### TASK ITEM:
Records follow. Copy every line with "side".

[[ DATA TO PROCESS open ]]

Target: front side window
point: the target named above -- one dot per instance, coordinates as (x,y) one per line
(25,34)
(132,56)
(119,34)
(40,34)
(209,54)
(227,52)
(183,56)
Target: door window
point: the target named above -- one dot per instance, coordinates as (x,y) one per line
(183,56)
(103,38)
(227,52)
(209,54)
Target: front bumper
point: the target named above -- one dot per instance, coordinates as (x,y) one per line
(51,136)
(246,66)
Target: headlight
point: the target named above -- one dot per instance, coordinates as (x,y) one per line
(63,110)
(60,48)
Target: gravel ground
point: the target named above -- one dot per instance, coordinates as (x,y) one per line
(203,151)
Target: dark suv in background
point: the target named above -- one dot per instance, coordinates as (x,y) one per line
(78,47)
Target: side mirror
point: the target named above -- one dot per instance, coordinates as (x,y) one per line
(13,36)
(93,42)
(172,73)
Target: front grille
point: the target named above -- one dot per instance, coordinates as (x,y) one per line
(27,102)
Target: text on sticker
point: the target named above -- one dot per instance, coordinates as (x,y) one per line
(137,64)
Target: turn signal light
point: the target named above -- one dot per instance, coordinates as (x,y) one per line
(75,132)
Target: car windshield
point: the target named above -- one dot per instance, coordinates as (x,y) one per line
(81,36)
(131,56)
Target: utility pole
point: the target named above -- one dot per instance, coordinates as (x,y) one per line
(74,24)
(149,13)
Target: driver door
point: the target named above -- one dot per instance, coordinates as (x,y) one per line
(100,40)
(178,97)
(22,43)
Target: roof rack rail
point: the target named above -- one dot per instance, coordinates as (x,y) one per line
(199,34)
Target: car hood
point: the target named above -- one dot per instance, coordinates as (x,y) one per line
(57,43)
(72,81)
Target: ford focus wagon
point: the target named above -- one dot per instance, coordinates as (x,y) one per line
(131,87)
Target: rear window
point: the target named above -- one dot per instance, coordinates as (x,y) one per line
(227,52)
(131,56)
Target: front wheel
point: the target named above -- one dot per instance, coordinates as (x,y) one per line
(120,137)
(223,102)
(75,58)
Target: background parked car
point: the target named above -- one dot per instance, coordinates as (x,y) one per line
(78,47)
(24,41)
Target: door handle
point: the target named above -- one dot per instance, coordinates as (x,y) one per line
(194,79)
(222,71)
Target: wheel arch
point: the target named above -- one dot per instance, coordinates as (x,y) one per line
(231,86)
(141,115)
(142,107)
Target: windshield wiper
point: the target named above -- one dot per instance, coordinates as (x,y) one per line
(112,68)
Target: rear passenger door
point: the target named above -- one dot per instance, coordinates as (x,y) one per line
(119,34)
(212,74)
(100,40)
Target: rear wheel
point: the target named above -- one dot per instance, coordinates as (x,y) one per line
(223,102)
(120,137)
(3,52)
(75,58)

[[ DATA TO PROCESS closed ]]

### ANSWER TO THIS TASK:
Target: front side window
Target: side mirror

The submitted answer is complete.